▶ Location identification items
* * * * * * *

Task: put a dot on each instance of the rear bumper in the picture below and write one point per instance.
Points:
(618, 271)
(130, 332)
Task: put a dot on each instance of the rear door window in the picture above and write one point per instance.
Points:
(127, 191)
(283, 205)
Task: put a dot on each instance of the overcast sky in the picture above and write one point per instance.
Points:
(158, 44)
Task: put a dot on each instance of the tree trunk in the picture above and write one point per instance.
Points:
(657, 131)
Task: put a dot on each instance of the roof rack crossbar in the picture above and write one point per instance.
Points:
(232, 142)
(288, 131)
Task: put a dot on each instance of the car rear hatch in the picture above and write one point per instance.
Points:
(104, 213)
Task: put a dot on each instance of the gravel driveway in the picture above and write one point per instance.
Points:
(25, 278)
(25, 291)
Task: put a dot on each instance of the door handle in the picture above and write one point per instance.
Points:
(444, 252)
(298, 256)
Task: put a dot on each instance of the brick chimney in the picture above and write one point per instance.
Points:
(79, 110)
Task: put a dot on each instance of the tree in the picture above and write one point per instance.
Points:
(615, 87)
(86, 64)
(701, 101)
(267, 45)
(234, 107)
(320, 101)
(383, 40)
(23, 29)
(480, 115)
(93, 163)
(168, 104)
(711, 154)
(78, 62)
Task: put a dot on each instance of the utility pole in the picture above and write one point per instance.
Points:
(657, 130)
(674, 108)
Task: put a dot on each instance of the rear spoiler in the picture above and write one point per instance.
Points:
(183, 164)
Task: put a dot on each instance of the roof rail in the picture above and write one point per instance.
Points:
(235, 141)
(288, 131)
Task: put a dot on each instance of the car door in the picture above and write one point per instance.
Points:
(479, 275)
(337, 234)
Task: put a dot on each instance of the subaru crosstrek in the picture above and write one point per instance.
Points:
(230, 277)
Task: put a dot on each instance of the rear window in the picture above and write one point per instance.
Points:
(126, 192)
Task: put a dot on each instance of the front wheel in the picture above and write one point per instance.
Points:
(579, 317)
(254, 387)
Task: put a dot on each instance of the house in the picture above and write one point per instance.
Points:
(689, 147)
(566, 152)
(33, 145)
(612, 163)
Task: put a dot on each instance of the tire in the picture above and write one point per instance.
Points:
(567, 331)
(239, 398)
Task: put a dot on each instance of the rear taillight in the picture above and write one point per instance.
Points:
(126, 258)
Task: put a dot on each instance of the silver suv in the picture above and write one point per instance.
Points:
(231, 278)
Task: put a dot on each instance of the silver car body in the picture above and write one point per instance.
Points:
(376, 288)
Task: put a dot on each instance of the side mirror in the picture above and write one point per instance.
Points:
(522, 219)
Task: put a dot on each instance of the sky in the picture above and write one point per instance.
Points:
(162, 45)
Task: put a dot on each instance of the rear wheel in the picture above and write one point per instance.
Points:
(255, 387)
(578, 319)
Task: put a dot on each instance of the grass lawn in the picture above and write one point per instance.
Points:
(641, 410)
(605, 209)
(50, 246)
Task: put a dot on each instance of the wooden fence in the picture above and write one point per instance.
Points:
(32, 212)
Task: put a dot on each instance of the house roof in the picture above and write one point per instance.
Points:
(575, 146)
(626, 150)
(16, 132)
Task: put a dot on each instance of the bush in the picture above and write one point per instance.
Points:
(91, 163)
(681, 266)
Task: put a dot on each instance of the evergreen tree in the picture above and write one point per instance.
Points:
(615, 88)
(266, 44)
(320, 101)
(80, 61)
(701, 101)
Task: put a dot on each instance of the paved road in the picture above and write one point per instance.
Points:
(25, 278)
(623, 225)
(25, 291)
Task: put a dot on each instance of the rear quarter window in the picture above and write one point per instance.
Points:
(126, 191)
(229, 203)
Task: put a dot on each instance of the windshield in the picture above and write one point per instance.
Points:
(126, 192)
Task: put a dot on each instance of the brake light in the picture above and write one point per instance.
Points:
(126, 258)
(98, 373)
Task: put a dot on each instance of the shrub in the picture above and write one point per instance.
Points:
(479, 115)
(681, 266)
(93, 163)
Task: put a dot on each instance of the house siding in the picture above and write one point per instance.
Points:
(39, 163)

* * * * * * *

▶ WHAT TO WORK ON
Return every line of the material exactly.

▶ RESULT
Task: put a dot on each instance of the rear bumper in the picture below and write one point per instance.
Points:
(618, 271)
(130, 332)
Task: put a dot on each instance of the rear door window in the picture above and write one point per instance.
Points:
(127, 191)
(283, 205)
Task: put a dot on each instance of the overcast sky in the picture above and write one point per instance.
Points:
(158, 44)
Task: put a dot on each instance of the tree trunk in the picture above and write one point per instance.
Points:
(657, 131)
Task: put a dot on each instance of the roof rack crossbar in the picture above and write one point per instance.
Points:
(232, 142)
(288, 131)
Task: put a dot on each instance of the car rear hatch in the picture above and write one point per instance.
Points:
(104, 213)
Task: put a dot on each instance of the gravel driveway in the picture above and write one point per instance.
Points:
(25, 278)
(25, 291)
Task: put a dot on each instance of the door handle in the picture above and write one point per instance.
Points:
(444, 252)
(298, 256)
Task: put a dot on each instance of the brick chimney in the picture above and write one point per instance.
Points:
(79, 110)
Task: put a dot on each instance of the tree in the picture above and write one point per instance.
Points:
(615, 87)
(86, 64)
(701, 101)
(267, 45)
(234, 107)
(320, 101)
(383, 40)
(23, 29)
(480, 115)
(93, 163)
(168, 104)
(711, 154)
(78, 62)
Task: put a dot on each instance of the utility pole in the picture above and write one point per instance.
Points:
(657, 130)
(674, 108)
Task: put a dot on each instance of the rear spoiler in the picture above and write one point per instance.
Points:
(183, 164)
Task: put a dot on each instance of the roof rail in the picture above and write one point per instance.
Points:
(235, 141)
(288, 131)
Task: put a dot on each instance of the car door in the picture above and write one point per instance.
Points:
(479, 275)
(337, 234)
Task: put a dot on each instance of the subaru crosstrek in the picture above and write one point per instance.
Points:
(230, 277)
Task: put a dot on each instance of the rear window in the picture above and write one point per instance.
Points:
(126, 192)
Task: put a dot on each instance of the front wheel in the picture above and write one point per instance.
Points:
(579, 317)
(254, 387)
Task: put a dot on each instance of the house in the picture above and write one point per instance.
Points:
(689, 147)
(566, 152)
(33, 145)
(612, 163)
Task: put a dot on each instance of the tire in the picture above and write one point per instance.
Points:
(567, 331)
(239, 398)
Task: put a dot on each instance of the rear taillight in the picture above and write one point per instance.
Points:
(126, 258)
Task: put a dot on each instance of the silver suv in the picture above and write one point per instance.
Points:
(231, 278)
Task: put a dot on each instance of the silver car body in the picture above and write one point per instance.
Points:
(376, 288)
Task: put a dot on each instance of the side mirror in the picture above and write one point per instance.
Points:
(522, 219)
Task: put a dot on each instance of the sky in the picture above and write one point per instance.
Points:
(162, 45)
Task: put a dot on each instance of the rear wheel in the picture above and write one point per instance.
Points:
(255, 387)
(578, 319)
Task: put a dot on each instance of the grass lawn in the picture above and write one point per instance.
Points:
(641, 410)
(605, 209)
(50, 246)
Task: put a dot on each instance of the wooden fence in the picture above and write one point per instance.
Points:
(32, 212)
Task: put a dot on each instance of the house roof in the picture above and write one point per instance.
Points:
(575, 146)
(626, 150)
(16, 132)
Task: put a dot on each instance of the bush in the picture above and write one point per instance.
Points:
(91, 163)
(681, 266)
Task: put a dot on each instance of the evergreen tree in the picture above and write one point per instance.
Points:
(615, 88)
(266, 44)
(320, 101)
(80, 61)
(701, 101)
Task: put a dot on each instance of the paved road in the picture above and write one point per instance.
Points:
(25, 278)
(623, 225)
(25, 291)
Task: put a dot on each instance of the rear quarter window in the picture above and write one point per instance.
Points:
(126, 191)
(229, 203)
Task: put a dot on each instance of the windshield in the picture above and write one point per instance.
Points:
(126, 192)
Task: put a dot on each instance of the brake light in the picture above and write one point per instance.
Points:
(126, 258)
(98, 373)
Task: put a dot on each instance of the shrub in the picture above and write one point per instance.
Points:
(479, 115)
(681, 266)
(93, 163)
Task: put a dot on each instance of the house siding in the picture above and write one point per instance.
Points:
(39, 163)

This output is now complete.